■ **TEXT SEGMENT**
-------------------------
# Dual-Probe PID Controller for Bradley Smokers



## dan the mano (Apr 11, 2018)

HI , i have a question for you ..maybe you can answer or not 
i have or just bought 3 *dual probe PID controllers for my Bradley smokers *
and yea i have 3 Bradley smokers also... but i am wondering what size of breaker do you think i need .. i mean, i have been running it off of a 15 amp with no problems ... however i think i probably need something like say 40 plus amps. now my smokers are the 4 rack manual type with no extra heating elements at all ...i just dont think that these PIDs are that much of an electrical load ..(12 amps) per unit .

i thank you in advance Dan


----------



## dr k (Apr 11, 2018)

I have no info on home wiring and I don't know what guage of wire handles 40 amps someone hopefully will help.


----------



## SonnyE (Apr 11, 2018)

No, you don't need 40 amps. But if you wanted that, it takes #8 gauge wire.

Just because each controller can handle 12 amps, does not mean you need to have a source for that capacity.

In order to actually help you, I need more particulars. You sound like you might be a Restaurateur.
Your 15 amp circuit can give you 1800 watts. Each of your smokers appears to be a 500 watt* load rating. So, at the most, 1500 watts, on a circuit good for 1800 watts. ;) (*= Page 8, item G) Good to go, as you already know.

So, theoretically, you should be able to connect each smoker to it's independent PID controller. No problems, the PID controllers will function the 500 watt heating element.   ...Theoretically...
Here's the problem... Bradley never designed their puck poopers to be "cord controlled". You unplug the cord, then plug it back in, at the very least, the puck timer is going to be reset. You could test that by starting one up, then unplug it, and plug it back in to see if it resumes. If it does, you may be golden.
(If it's any consolation MES smokers aren't either. Except possibly the 1500 watt dial (analog) controlled type.)

If you want to actually have some control over the Bradley Smokers _internal temperature_, you will need to separate the smoke generator, from the smoker/oven box. With a Bradley Cold Smoker attachment. Then, put a heating source in the Bradley Smoker box that the PID controls. (A simple hot plate comes to mind. You could choose a more powerful hotplate, 1000 watts, 1200 watts. As long as it is Analog in function, not digital.)
That way, the Smoke Generator runs independently of the Smoker Oven's temperature being controlled by the PID.
-------------------------
(A block of data)

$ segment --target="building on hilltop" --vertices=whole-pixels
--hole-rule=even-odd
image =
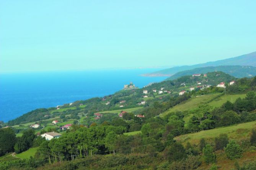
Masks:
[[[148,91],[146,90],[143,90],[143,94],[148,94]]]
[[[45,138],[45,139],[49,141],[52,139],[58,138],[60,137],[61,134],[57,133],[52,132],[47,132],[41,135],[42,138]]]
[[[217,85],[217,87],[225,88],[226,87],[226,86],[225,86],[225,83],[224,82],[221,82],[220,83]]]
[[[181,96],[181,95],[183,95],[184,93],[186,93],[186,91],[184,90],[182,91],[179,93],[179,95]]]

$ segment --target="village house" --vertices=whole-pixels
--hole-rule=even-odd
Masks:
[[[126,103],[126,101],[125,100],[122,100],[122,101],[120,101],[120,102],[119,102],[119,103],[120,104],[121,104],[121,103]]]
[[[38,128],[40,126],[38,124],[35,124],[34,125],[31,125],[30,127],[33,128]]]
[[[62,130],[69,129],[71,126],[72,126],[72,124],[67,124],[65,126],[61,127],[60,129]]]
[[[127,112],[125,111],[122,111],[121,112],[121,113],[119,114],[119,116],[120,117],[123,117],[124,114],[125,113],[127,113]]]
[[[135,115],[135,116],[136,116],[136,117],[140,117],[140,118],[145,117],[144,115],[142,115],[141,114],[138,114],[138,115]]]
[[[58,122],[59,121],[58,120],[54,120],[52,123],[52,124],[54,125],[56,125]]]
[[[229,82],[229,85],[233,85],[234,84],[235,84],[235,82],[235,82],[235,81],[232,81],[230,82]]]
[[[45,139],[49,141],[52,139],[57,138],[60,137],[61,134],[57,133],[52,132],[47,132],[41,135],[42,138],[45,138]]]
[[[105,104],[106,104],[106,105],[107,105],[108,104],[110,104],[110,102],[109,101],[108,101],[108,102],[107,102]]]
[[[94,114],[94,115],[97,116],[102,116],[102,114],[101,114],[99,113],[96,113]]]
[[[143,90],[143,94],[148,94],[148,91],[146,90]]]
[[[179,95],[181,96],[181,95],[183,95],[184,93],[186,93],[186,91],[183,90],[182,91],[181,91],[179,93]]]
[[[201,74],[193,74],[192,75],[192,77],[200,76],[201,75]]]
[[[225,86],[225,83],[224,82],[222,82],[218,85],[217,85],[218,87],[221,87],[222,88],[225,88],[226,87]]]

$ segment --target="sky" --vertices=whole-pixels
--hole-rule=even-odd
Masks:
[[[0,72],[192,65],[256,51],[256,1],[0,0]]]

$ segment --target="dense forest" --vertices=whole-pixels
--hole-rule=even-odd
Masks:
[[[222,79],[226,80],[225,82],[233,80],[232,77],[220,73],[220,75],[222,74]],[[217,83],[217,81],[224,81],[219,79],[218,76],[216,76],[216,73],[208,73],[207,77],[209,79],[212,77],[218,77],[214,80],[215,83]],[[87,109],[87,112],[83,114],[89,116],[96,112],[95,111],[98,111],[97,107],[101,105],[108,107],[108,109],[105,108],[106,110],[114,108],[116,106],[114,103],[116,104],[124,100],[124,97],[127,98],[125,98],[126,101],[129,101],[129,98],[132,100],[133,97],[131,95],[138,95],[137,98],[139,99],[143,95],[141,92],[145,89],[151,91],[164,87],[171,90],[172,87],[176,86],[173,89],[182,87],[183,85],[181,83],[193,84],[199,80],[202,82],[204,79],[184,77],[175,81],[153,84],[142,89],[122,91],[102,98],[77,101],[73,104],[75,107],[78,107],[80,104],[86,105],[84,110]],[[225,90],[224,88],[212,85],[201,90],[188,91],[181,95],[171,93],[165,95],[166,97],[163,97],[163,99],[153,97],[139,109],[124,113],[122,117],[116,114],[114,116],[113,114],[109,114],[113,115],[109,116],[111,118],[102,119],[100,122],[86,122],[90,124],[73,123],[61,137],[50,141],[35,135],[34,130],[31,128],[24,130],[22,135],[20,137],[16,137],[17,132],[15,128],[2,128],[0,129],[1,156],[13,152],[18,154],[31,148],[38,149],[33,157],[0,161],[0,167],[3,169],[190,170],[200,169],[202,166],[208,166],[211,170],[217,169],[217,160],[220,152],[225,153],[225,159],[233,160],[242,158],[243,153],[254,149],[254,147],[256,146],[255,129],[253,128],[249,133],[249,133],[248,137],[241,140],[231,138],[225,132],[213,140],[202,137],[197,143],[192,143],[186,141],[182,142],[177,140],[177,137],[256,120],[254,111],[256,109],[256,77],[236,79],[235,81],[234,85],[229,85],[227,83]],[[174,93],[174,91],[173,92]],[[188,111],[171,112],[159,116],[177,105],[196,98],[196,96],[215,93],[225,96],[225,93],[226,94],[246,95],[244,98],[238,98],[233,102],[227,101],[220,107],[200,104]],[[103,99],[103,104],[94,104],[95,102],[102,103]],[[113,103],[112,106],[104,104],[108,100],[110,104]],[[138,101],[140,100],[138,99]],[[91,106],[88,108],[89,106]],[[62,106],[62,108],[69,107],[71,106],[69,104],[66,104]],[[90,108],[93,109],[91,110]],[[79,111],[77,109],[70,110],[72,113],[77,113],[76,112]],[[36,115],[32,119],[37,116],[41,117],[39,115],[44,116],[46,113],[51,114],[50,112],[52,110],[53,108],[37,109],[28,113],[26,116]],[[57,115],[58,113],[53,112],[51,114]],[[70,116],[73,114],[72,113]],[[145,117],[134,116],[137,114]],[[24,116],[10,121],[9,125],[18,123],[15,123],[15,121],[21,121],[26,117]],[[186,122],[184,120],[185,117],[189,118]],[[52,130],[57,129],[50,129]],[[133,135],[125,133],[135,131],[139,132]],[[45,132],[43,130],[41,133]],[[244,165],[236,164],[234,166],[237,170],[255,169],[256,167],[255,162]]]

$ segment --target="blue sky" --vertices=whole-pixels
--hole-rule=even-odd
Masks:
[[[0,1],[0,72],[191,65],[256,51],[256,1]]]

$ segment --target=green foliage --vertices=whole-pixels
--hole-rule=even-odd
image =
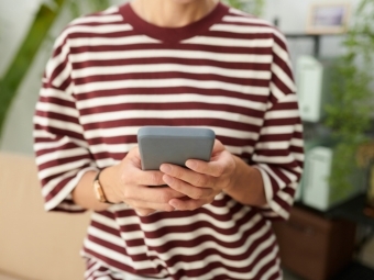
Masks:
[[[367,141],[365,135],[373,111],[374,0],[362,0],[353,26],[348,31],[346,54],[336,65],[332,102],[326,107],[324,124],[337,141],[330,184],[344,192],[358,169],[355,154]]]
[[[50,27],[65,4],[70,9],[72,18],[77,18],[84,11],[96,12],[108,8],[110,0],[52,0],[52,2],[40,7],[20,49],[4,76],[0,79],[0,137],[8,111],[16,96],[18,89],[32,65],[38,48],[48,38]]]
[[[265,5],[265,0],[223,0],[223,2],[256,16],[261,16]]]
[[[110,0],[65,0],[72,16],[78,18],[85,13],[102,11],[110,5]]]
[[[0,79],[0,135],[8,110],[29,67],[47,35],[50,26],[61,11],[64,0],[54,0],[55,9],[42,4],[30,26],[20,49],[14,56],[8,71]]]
-------------------------
■ **GIVEN EXERCISE**
Please explain, in one to three sentences, why the thread says the existing 15 amp circuit is enough for all three smokers. The entries stand apart from the thread and are separate material.

■ **RESULT FOR THIS TASK**
A 15 amp circuit can supply 1800 watts, and each smoker appears to carry a 500 watt load rating. All three together draw at most 1500 watts, which stays within the circuit's 1800 watt capacity.